(Natural-language object grounding data)
%%

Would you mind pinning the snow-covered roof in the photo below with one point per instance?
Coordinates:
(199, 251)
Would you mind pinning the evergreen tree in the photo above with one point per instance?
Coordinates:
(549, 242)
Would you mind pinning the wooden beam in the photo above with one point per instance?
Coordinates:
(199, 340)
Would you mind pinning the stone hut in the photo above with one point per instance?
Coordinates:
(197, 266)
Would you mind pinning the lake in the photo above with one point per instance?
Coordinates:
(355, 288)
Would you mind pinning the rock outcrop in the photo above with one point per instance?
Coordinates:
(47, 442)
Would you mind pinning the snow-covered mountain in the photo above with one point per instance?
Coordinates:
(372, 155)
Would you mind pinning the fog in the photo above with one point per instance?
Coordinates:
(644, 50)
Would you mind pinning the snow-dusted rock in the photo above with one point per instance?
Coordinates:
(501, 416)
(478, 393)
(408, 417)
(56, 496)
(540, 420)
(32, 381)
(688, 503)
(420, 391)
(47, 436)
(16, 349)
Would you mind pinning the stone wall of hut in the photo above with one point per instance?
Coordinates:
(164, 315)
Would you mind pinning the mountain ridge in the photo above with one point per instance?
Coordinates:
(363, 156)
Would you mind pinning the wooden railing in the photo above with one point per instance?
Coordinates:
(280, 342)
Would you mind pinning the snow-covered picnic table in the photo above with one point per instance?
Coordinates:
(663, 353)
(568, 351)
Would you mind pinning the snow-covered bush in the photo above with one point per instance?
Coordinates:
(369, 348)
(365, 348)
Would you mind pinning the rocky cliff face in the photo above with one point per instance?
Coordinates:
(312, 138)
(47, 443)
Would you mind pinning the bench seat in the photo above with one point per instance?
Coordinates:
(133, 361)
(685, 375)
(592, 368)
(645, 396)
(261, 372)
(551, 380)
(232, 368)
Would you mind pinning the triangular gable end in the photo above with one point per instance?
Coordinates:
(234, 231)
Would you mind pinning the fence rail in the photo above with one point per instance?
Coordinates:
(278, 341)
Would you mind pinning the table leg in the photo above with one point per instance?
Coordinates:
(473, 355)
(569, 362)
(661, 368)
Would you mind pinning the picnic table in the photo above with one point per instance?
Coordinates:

%%

What is expected:
Copy every record shown above, exactly and completely.

Completed exercise:
Would you mind pinning the snow-covered roof in the photo below with one point per instance?
Coordinates:
(199, 251)
Would you mind pinning the evergreen tree in the photo above with one point per instance?
Coordinates:
(549, 242)
Would you mind pinning the wooden beam in the photo above with one point per instance?
Coordinates:
(199, 340)
Would you mind pinning the stone hut in the photo above with one point per instance?
Coordinates:
(197, 266)
Would you mind pinning the lake in the photo above with one point per instance?
Coordinates:
(355, 288)
Would you mind pinning the rock outcrop in the photo above with one point per instance?
Coordinates:
(47, 442)
Would you mind pinning the snow-covered mountain in the photo above with one point per instance?
Coordinates:
(372, 155)
Would you mind pinning the fog in the photo above with one point per instance?
Coordinates:
(644, 50)
Would you mind pinning the snow-dusted rock in the photo above with one point per instance?
Coordinates:
(501, 416)
(478, 393)
(408, 417)
(56, 496)
(540, 420)
(32, 381)
(688, 503)
(420, 391)
(47, 436)
(16, 349)
Would you mind pinning the stone wall of hut in the photo above with one point per instance?
Coordinates:
(164, 315)
Would you mind pinning the mountain ridge in the photo above with one point per instance?
Coordinates:
(363, 156)
Would you mind pinning the wooden railing in the photo above with one point per instance?
Coordinates:
(280, 342)
Would you mind pinning the snow-covered picnic table in the photo above with one point per instance?
Coordinates:
(663, 353)
(568, 351)
Would you mind pinning the snow-covered bush in the photo above with one point per instance?
Coordinates:
(369, 348)
(365, 348)
Would you mind pinning the rocky cliff face in the photo above with one point per instance?
Coordinates:
(312, 138)
(47, 443)
Would you mind pinning the bench seat in the photo above with one point per instance?
Coordinates:
(133, 361)
(685, 375)
(592, 368)
(645, 396)
(261, 372)
(551, 380)
(232, 368)
Would you mind pinning the triangular gable end in the photo above with one point per instance?
Coordinates:
(234, 231)
Would you mind pinning the fence rail in the photo above with one point per instance?
Coordinates:
(278, 341)
Would you mind pinning the table leg in the photo above with one point per instance?
Coordinates:
(473, 355)
(569, 362)
(661, 368)
Would you mind pinning the picnic table in the photo above with one point per instance?
Coordinates:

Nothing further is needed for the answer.